Action item: Convert the data below into a JSON list of strings, one string per line, leaving out any blank lines.

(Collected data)

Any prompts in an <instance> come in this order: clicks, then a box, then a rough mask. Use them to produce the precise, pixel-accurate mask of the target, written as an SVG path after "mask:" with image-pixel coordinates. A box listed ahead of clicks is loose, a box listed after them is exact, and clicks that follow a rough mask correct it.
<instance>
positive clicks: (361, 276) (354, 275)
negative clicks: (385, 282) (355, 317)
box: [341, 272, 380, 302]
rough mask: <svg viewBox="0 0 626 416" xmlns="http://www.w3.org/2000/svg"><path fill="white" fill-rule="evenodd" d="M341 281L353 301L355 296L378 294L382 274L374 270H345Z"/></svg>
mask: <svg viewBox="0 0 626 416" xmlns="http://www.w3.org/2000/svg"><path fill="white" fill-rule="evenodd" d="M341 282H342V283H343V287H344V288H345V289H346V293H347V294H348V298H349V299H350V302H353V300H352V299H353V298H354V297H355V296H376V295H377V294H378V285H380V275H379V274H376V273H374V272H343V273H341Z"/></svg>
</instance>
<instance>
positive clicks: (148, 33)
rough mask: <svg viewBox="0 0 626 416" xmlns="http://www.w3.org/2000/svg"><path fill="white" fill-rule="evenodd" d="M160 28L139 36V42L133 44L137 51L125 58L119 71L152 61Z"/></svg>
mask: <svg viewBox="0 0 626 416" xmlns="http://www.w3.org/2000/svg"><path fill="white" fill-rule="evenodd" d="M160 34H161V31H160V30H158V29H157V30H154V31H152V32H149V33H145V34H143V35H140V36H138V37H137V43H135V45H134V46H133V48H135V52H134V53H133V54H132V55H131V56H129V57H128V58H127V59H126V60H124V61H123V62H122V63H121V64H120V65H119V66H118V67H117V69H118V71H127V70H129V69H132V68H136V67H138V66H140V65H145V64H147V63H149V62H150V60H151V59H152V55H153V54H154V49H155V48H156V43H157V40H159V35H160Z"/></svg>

Solution to the problem:
[
  "Any prompts in an <instance> come in this order: clicks, then a box, then a rough mask. Use them to produce the precise, pixel-accurate mask of the target, written as an SVG path after \"mask:\" with image-pixel coordinates. A box listed ahead of clicks is loose, a box listed after them is exact, and clicks that follow a rough mask correct it.",
  "<instance>",
  "positive clicks: (361, 276) (354, 275)",
  "negative clicks: (385, 282) (355, 317)",
  "box: [341, 272, 380, 302]",
  "rough mask: <svg viewBox=\"0 0 626 416\" xmlns=\"http://www.w3.org/2000/svg\"><path fill=\"white\" fill-rule=\"evenodd\" d=\"M341 281L353 301L355 296L378 294L382 274L374 270H345Z\"/></svg>",
  "mask: <svg viewBox=\"0 0 626 416\" xmlns=\"http://www.w3.org/2000/svg\"><path fill=\"white\" fill-rule=\"evenodd\" d=\"M341 282H342V283H343V287H344V288H345V289H346V293H347V294H348V298H349V299H350V302H353V300H352V299H353V298H354V297H355V296H376V295H377V294H378V285H380V275H379V274H376V273H374V272H343V273H341Z\"/></svg>",
  "</instance>",
  "<instance>",
  "positive clicks: (148, 33)",
  "rough mask: <svg viewBox=\"0 0 626 416\" xmlns=\"http://www.w3.org/2000/svg\"><path fill=\"white\" fill-rule=\"evenodd\" d=\"M160 28L139 36V42L133 44L137 51L125 58L119 71L152 61Z\"/></svg>",
  "mask: <svg viewBox=\"0 0 626 416\" xmlns=\"http://www.w3.org/2000/svg\"><path fill=\"white\" fill-rule=\"evenodd\" d=\"M160 34H161V31H160V30H158V29H157V30H154V31H152V32H149V33H145V34H143V35H140V36H138V37H137V43H135V45H134V46H133V48H135V52H134V53H133V54H132V55H131V56H129V57H128V58H127V59H126V60H124V61H123V62H122V63H121V64H120V65H119V66H118V67H117V69H118V71H127V70H129V69H132V68H136V67H138V66H140V65H145V64H147V63H149V62H150V60H151V59H152V55H153V54H154V49H155V48H156V43H157V40H159V35H160Z\"/></svg>"
]